▸ **GIVEN EXERCISE**: Return the entries verbatim and drop every picture.
::::::
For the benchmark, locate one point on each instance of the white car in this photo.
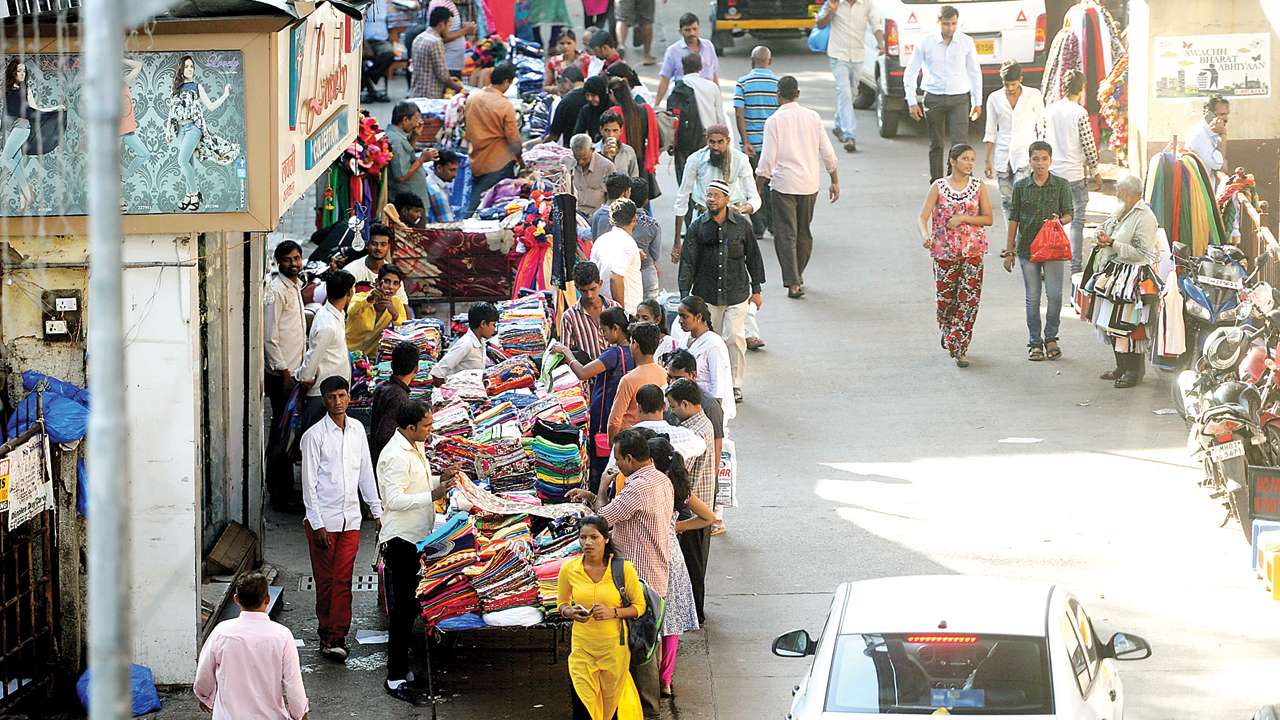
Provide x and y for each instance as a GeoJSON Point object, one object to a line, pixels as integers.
{"type": "Point", "coordinates": [1002, 30]}
{"type": "Point", "coordinates": [972, 646]}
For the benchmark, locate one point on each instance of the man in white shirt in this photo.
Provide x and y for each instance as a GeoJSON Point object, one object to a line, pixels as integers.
{"type": "Point", "coordinates": [718, 160]}
{"type": "Point", "coordinates": [1075, 154]}
{"type": "Point", "coordinates": [284, 331]}
{"type": "Point", "coordinates": [327, 345]}
{"type": "Point", "coordinates": [337, 474]}
{"type": "Point", "coordinates": [365, 269]}
{"type": "Point", "coordinates": [711, 103]}
{"type": "Point", "coordinates": [952, 86]}
{"type": "Point", "coordinates": [469, 351]}
{"type": "Point", "coordinates": [248, 666]}
{"type": "Point", "coordinates": [846, 49]}
{"type": "Point", "coordinates": [1207, 140]}
{"type": "Point", "coordinates": [795, 151]}
{"type": "Point", "coordinates": [408, 493]}
{"type": "Point", "coordinates": [1015, 118]}
{"type": "Point", "coordinates": [618, 258]}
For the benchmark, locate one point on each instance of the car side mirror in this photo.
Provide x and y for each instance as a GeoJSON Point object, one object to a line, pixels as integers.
{"type": "Point", "coordinates": [796, 643]}
{"type": "Point", "coordinates": [1124, 646]}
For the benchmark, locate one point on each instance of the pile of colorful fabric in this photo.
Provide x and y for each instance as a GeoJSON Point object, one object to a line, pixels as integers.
{"type": "Point", "coordinates": [558, 469]}
{"type": "Point", "coordinates": [426, 333]}
{"type": "Point", "coordinates": [511, 374]}
{"type": "Point", "coordinates": [1180, 192]}
{"type": "Point", "coordinates": [452, 419]}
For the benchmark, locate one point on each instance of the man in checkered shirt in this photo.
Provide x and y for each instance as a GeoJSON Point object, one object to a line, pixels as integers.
{"type": "Point", "coordinates": [640, 516]}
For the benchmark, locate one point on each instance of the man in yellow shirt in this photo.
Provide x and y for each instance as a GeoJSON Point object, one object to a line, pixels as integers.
{"type": "Point", "coordinates": [371, 313]}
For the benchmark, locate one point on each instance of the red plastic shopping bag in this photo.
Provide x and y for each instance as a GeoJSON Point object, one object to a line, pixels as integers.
{"type": "Point", "coordinates": [1051, 242]}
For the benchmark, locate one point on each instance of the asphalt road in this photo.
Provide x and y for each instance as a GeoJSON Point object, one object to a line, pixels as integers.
::::::
▸ **EXERCISE ANSWER**:
For the benchmark, locate one point on each instance of the white car in this photo.
Provide x and y for each instance as a GeoJSON Point object, one object to a line, pixels as integers.
{"type": "Point", "coordinates": [1002, 30]}
{"type": "Point", "coordinates": [972, 646]}
For the benchmark, locate one point on each instance of the man in white shirt in this photo.
Provide x and y for each instance as a GeoJSON Point object, one object to a line, pixels as integers.
{"type": "Point", "coordinates": [718, 160]}
{"type": "Point", "coordinates": [1075, 154]}
{"type": "Point", "coordinates": [284, 331]}
{"type": "Point", "coordinates": [327, 345]}
{"type": "Point", "coordinates": [337, 474]}
{"type": "Point", "coordinates": [365, 269]}
{"type": "Point", "coordinates": [711, 103]}
{"type": "Point", "coordinates": [952, 86]}
{"type": "Point", "coordinates": [469, 351]}
{"type": "Point", "coordinates": [248, 666]}
{"type": "Point", "coordinates": [846, 49]}
{"type": "Point", "coordinates": [1207, 140]}
{"type": "Point", "coordinates": [795, 151]}
{"type": "Point", "coordinates": [408, 493]}
{"type": "Point", "coordinates": [1015, 118]}
{"type": "Point", "coordinates": [618, 258]}
For the benchmark, locate one point on each instance of the car side mirror in this photo.
Provide x and y for each instance as a GeoJSON Point object, one object to a line, pixels as integers.
{"type": "Point", "coordinates": [796, 643]}
{"type": "Point", "coordinates": [1124, 646]}
For the benchmark, locate one point on each instance of the pile of colorful fabric in this photo.
Provide x and y for each instance as a GeoJSON Point object, one object to a line, pixels as integers.
{"type": "Point", "coordinates": [558, 469]}
{"type": "Point", "coordinates": [426, 333]}
{"type": "Point", "coordinates": [511, 374]}
{"type": "Point", "coordinates": [1180, 192]}
{"type": "Point", "coordinates": [452, 419]}
For the benchmark, locate one point on each instance of the man in checkered shirt in this photo.
Provide x and y for each instance as a GeoJSON Point object, one object to a line, pixels as integers.
{"type": "Point", "coordinates": [640, 516]}
For the benchmark, locate one point on each instance of the man in yellow shirt in this photo.
Provide x and y for each instance as a GeoJSON Point object, one object to a line, pixels as integers.
{"type": "Point", "coordinates": [371, 313]}
For the benchmark, locate one point on each instance of the red plastic shopping bag in this photo.
Provide x and y for each instance as a GeoJSON Point object, one object to a line, pixels as integers.
{"type": "Point", "coordinates": [1051, 242]}
For the benchmark, locate one point on each instance of the asphalt road in this photo.
Provide x and y for each instance as a GeoJSON Point object, one object to a line, pixels as integers.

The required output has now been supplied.